- PROBLEM DESCRIPTION:
Count the lines of the data below that contain the string "positive", matching case exactly, and give only that number.

---- SUPPLIED RECORDS

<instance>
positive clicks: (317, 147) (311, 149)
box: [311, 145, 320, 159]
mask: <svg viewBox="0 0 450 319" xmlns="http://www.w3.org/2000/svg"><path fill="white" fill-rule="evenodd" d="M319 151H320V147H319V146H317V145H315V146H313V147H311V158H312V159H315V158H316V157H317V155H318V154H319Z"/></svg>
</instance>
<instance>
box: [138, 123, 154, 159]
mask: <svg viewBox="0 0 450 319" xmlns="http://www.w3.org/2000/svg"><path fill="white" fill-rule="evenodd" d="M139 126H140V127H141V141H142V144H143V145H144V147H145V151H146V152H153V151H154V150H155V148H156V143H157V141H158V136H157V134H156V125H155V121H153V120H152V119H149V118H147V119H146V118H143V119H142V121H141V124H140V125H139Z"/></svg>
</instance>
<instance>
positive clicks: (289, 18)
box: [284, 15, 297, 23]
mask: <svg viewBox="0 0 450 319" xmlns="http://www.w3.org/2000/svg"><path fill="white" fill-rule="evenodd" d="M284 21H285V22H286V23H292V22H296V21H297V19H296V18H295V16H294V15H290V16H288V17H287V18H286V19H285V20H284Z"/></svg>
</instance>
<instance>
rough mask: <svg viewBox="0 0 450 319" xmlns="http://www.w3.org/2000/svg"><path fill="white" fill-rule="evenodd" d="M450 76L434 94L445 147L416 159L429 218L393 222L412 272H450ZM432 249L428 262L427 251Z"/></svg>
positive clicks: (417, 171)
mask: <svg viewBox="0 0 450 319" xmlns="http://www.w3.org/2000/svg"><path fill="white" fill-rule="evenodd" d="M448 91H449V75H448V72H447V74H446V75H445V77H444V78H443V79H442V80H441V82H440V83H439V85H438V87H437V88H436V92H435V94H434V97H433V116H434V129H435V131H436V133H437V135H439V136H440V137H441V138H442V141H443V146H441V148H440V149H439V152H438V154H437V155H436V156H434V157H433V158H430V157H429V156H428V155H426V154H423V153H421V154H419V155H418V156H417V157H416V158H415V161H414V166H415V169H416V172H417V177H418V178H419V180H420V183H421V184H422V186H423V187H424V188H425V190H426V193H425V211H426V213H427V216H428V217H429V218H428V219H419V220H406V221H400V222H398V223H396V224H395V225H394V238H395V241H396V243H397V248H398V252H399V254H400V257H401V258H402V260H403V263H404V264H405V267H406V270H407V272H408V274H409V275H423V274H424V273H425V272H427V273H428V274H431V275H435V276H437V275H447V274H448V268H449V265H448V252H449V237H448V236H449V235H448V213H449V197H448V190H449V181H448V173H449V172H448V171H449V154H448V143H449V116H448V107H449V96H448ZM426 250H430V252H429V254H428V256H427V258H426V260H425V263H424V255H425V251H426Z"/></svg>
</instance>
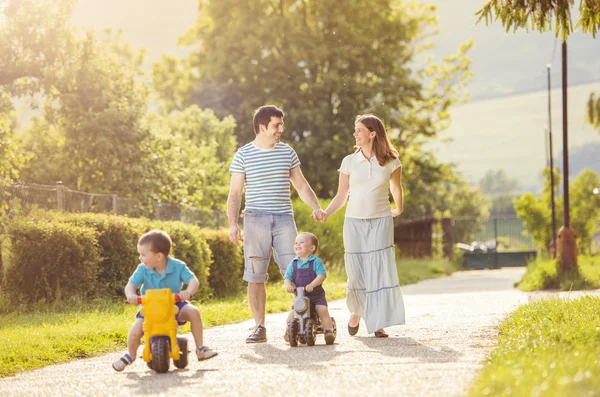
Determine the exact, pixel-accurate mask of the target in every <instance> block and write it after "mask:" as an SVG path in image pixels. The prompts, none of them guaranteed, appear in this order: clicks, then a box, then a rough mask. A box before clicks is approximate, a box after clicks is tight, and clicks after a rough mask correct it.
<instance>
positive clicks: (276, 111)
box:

--------

- ANSWER SPACE:
4